United States District Court, D. Maryland
ANDREW J. DICKS, #336-138, Plaintiff,
WARDEN BOBBY P. SHEARIN, COLIN OTTEY, MD, GREG FLURY, JAMES HUNT, JENNIFER BRADFIELD, LISA SHELL, AVA JOUBERT, MICHELE SCHULTZ, AMANDA SWAN, KIMBERLY HIENBAUGH, RN, QUINTA LUM, RN, DAWN HAWK, RN, KRISTI CORTEZ, RN, Defendants.
GEORGE L. RUSSELL, III, District Judge.
Pending before the Court are Plaintiff Andrew J. Dicks's Motion for Preliminary Injunction (ECF No. 4); Defendants', Colin Ottey, Greg Flury, James Hunt, Jennifer Bradfield, Lisa Shell, Ava Joubert, Michele Schultz, Kimberly Hienbaugh, Quinta Lum, Dawn Hawk, and Kristi Cortez (the "Medical Defendants"),  Motion to Dismiss (ECF No. 13) and Motion to Strike (ECF No. 27); and Defendant Warden Bobby P. Shearin's Motion to Dismiss, or in the Alternative, Motion for Summary Judgment (ECF No. 23). Having considered the Motions, and Responses thereto (ECF Nos. 7, 16, 25, 26, 28), the Court finds no hearing necessary pursuant to Local Rule 105.6 (D.Md. 2014). For the reasons stated below, the Court will deny the Motion for Preliminary Injunction (ECF No. 4), Motion to Dismiss (ECF No. 13), and Motion to Strike (ECF No. 27); and grant Shearin's Motion for Summary Judgment.

__What is needed__: Reproduce the court ruling above in full, word for word.

__Data section__:
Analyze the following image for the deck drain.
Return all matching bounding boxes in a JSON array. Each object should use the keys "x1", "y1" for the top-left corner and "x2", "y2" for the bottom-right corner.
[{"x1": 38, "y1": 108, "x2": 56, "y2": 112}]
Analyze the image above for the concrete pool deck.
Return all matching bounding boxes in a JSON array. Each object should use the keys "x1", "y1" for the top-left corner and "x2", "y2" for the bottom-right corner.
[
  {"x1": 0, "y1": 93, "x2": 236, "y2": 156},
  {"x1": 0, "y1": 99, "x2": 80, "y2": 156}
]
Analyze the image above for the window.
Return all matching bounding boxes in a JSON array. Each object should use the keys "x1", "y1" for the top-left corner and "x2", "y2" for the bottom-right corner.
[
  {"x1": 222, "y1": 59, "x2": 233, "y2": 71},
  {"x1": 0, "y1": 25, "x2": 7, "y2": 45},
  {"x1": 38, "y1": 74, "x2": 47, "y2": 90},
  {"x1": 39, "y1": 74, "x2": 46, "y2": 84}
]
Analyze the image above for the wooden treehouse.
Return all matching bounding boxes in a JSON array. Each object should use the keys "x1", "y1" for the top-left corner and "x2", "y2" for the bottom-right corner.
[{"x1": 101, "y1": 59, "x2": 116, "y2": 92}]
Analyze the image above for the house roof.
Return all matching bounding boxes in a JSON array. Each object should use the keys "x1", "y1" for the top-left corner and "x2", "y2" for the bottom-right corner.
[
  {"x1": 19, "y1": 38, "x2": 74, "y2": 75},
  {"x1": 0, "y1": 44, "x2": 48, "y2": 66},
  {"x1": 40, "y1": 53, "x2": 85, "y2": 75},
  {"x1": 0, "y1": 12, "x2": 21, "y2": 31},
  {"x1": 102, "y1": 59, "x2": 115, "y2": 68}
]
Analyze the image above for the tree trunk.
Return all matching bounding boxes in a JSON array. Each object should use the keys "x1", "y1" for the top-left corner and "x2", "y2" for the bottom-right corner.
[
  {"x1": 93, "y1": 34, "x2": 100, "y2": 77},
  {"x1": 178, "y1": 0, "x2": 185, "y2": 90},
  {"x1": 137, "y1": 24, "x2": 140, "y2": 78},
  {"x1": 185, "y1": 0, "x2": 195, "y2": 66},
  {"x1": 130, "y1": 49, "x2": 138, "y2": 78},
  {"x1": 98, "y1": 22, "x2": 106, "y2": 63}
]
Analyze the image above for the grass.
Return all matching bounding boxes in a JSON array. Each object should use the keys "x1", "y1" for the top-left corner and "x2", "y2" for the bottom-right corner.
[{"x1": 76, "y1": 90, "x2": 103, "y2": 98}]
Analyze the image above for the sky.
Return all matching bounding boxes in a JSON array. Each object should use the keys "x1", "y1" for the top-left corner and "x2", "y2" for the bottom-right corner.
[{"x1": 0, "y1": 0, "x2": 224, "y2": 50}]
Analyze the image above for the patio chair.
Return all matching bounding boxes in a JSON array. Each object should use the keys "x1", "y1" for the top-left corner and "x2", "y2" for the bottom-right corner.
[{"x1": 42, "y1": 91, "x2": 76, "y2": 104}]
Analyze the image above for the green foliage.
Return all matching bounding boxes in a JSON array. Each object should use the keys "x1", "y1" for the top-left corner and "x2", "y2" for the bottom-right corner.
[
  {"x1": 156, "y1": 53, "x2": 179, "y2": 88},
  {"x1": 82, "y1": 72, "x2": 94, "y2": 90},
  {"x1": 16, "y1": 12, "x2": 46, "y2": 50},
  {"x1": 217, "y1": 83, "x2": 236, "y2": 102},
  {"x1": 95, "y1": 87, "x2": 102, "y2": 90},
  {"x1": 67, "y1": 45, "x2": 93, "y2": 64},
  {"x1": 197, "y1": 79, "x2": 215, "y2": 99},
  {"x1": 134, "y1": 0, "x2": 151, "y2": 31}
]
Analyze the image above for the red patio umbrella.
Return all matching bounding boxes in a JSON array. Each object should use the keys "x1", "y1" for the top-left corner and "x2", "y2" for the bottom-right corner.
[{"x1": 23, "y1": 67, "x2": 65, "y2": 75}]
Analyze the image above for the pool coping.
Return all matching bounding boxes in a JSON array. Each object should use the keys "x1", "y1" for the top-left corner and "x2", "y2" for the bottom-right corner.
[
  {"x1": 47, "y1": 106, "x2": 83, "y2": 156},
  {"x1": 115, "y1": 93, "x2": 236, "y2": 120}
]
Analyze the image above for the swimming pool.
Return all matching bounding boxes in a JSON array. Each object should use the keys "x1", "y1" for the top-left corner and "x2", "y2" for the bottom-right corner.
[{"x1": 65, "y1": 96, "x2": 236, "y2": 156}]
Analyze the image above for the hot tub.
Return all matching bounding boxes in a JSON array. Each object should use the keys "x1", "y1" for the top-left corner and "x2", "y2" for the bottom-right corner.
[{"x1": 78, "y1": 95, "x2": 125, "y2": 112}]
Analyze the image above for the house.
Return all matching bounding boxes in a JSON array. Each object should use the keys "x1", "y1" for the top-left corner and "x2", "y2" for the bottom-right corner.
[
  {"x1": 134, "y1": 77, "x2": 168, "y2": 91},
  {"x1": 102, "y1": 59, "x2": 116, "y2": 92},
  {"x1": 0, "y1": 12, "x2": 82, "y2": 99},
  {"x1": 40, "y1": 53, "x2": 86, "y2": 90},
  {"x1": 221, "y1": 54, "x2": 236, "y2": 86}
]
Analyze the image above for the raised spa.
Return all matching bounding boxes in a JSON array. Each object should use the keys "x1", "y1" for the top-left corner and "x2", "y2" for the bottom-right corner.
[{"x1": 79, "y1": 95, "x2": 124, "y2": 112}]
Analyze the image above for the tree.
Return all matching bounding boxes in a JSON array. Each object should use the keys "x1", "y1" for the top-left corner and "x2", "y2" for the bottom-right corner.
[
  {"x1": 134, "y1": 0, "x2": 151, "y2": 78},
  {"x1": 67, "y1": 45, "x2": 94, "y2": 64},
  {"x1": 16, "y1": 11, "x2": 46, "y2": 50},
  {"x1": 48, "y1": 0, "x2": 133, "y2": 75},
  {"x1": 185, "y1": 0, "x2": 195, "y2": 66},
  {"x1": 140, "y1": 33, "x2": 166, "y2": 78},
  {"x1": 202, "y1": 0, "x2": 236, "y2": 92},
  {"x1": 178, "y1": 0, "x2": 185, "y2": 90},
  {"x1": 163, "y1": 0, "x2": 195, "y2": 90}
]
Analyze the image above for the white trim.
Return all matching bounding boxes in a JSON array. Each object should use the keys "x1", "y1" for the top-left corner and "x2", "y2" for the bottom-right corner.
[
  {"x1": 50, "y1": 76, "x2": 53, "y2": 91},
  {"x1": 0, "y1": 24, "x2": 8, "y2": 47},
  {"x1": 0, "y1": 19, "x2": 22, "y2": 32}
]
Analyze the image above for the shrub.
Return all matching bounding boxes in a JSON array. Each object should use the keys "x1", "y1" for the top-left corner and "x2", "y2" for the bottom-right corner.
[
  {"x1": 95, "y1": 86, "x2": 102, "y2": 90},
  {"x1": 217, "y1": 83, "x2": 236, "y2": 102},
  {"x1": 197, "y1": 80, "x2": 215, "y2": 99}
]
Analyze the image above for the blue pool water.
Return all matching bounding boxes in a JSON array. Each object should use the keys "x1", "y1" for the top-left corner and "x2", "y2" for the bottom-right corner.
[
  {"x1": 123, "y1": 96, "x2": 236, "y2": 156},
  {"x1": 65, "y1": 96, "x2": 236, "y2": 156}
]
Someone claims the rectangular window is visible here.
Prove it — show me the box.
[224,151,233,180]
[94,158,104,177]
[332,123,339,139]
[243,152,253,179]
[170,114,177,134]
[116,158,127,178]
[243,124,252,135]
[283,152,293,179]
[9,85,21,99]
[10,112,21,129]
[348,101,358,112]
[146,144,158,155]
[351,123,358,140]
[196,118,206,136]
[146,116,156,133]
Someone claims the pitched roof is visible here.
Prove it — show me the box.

__Reply__:
United States District Court, D. Maryland
ANDREW J. DICKS, #336-138, Plaintiff,
WARDEN BOBBY P. SHEARIN, COLIN OTTEY, MD, GREG FLURY, JAMES HUNT, JENNIFER BRADFIELD, LISA SHELL, AVA JOUBERT, MICHELE SCHULTZ, AMANDA SWAN, KIMBERLY HIENBAUGH, RN, QUINTA LUM, RN, DAWN HAWK, RN, KRISTI CORTEZ, RN, Defendants.
GEORGE L. RUSSELL, III, District Judge.
Pending before the Court are Plaintiff Andrew J. Dicks's Motion for Preliminary Injunction (ECF No. 4); Defendants', Colin Ottey, Greg Flury, James Hunt, Jennifer Bradfield, Lisa Shell, Ava Joubert, Michele Schultz, Kimberly Hienbaugh, Quinta Lum, Dawn Hawk, and Kristi Cortez (the "Medical Defendants"),  Motion to Dismiss (ECF No. 13) and Motion to Strike (ECF No. 27); and Defendant Warden Bobby P. Shearin's Motion to Dismiss, or in the Alternative, Motion for Summary Judgment (ECF No. 23). Having considered the Motions, and Responses thereto (ECF Nos. 7, 16, 25, 26, 28), the Court finds no hearing necessary pursuant to Local Rule 105.6 (D.Md. 2014). For the reasons stated below, the Court will deny the Motion for Preliminary Injunction (ECF No. 4), Motion to Dismiss (ECF No. 13), and Motion to Strike (ECF No. 27); and grant Shearin's Motion for Summary Judgment.